## SOURCE EXTRACT
Armed services personnel in Afghanistan will see their operational allowance doubled to £4,800 – as announced by David Cameron two weeks ago.

PENSIONS

The basic state pension will be linked to earnings from April 2011, with the pension guaranteed to rise in line with earnings, prices or 2.5%, whichever is the greater.

The government will accelerate the increase in state pension age to 66 – a “call for evidence” will be made later this week.

The government will also consult on phasing out the default retirement age – to ensure those who want to work past 65 are able to do so.

Former Labour Work and Pensions Secretary John Hutton to review public sector pensions, ahead of the autumn spending review.

BUSINESS

From April 2011, the threshold at which employers start to pay National Insurance will rise by the rate of inflation plus £21 per week.

Corporation Tax will be cut next year to 27%, and by 1% annually for the next three years, until it reaches 24%.

The small companies’ tax rate will be cut to 20%.

Tax relief for the video games industry will be scrapped.

BANKS

A bank levy will be introduced, which will apply to the balance sheets of UK banks and building societies and the UK operations of foreign banks from January 2011. But smaller banks will not have to pay. It is expected to raise over £2bn a year.

ENVIRONMENT

The government will “explore changes to the aviation tax system” such as switching from a per-passenger to a per-plane levy. It will consult on major changes.

Government looking at reforming the climate change levy “to provide more certainty and support to the carbon price”. Proposals to be published in the autumn.

The Office for Budget Responsibility will assess the effect of oil price fluctuations on the public finances over the summer, before the government looks at options for a “fair fuel stabiliser” – which would see fuel duty fall when prices go up, and vice versa.

Case for rural fuel duty discount is under consideration.

## INFORMATION PROVIDED
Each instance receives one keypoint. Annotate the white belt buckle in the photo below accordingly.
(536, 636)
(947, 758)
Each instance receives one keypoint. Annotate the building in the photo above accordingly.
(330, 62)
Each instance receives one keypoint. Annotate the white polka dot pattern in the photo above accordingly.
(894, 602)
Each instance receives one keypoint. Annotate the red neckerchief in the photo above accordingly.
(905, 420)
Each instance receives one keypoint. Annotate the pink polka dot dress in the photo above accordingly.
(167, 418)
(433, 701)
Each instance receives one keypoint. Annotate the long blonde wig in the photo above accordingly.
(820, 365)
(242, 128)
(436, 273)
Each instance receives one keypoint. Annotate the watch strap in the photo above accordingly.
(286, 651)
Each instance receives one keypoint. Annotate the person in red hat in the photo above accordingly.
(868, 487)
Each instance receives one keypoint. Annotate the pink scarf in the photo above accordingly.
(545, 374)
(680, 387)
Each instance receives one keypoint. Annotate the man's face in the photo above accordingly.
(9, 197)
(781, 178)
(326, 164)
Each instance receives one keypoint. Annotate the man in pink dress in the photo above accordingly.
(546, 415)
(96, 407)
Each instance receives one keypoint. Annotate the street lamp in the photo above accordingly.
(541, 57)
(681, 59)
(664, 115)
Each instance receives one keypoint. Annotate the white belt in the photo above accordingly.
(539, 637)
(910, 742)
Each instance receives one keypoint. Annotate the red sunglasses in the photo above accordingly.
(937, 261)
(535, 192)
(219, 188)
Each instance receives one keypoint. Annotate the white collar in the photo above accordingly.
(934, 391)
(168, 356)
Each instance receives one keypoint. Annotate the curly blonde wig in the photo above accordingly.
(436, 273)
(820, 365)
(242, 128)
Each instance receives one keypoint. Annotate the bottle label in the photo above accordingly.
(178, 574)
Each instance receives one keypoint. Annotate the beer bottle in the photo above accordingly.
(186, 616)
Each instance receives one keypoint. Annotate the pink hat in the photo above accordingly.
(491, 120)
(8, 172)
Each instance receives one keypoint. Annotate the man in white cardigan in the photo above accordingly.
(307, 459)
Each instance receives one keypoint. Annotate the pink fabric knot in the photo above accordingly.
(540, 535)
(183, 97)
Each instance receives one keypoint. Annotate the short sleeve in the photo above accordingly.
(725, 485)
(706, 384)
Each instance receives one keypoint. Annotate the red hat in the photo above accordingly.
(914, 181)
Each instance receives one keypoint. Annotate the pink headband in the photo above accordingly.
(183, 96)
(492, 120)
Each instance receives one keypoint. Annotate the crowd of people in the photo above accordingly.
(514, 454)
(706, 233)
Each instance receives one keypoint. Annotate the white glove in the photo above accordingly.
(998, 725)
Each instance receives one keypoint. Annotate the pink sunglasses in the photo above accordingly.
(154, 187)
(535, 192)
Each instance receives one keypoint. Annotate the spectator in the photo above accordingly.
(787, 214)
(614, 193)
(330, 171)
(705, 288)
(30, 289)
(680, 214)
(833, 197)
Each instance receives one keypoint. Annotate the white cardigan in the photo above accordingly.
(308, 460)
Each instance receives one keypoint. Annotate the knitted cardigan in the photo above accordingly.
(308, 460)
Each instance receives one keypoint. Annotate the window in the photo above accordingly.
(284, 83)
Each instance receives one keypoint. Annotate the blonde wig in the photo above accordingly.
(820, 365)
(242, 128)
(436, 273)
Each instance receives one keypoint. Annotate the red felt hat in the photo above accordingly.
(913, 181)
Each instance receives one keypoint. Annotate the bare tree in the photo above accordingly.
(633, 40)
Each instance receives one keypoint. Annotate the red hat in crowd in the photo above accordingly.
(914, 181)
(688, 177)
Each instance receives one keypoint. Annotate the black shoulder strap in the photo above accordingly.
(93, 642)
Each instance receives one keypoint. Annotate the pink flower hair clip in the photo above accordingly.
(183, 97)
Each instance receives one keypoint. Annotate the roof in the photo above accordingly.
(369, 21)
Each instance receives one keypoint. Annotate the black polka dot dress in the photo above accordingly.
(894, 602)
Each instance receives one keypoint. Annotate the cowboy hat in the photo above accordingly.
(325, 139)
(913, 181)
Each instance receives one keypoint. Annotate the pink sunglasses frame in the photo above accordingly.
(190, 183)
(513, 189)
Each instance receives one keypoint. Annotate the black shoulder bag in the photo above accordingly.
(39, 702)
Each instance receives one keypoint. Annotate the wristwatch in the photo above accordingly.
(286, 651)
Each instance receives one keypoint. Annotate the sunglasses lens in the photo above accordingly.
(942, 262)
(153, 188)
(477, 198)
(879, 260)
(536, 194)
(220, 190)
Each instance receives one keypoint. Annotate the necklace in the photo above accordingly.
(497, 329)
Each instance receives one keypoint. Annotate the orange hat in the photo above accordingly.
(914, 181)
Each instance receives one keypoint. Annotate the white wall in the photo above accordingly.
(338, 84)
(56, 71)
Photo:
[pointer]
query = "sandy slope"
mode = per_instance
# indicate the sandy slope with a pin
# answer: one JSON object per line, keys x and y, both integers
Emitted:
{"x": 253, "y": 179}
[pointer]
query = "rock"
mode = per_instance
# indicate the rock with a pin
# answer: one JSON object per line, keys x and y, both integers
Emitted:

## GIVEN PROBLEM
Update the budget summary by writing out everything from "From April 2011, the" down to "over £2bn a year." again, with "Corporation Tax" changed to "Business Profits Tax".

## SOLUTION FOR THIS EXERCISE
From April 2011, the threshold at which employers start to pay National Insurance will rise by the rate of inflation plus £21 per week.

Business Profits Tax will be cut next year to 27%, and by 1% annually for the next three years, until it reaches 24%.

The small companies’ tax rate will be cut to 20%.

Tax relief for the video games industry will be scrapped.

BANKS

A bank levy will be introduced, which will apply to the balance sheets of UK banks and building societies and the UK operations of foreign banks from January 2011. But smaller banks will not have to pay. It is expected to raise over £2bn a year.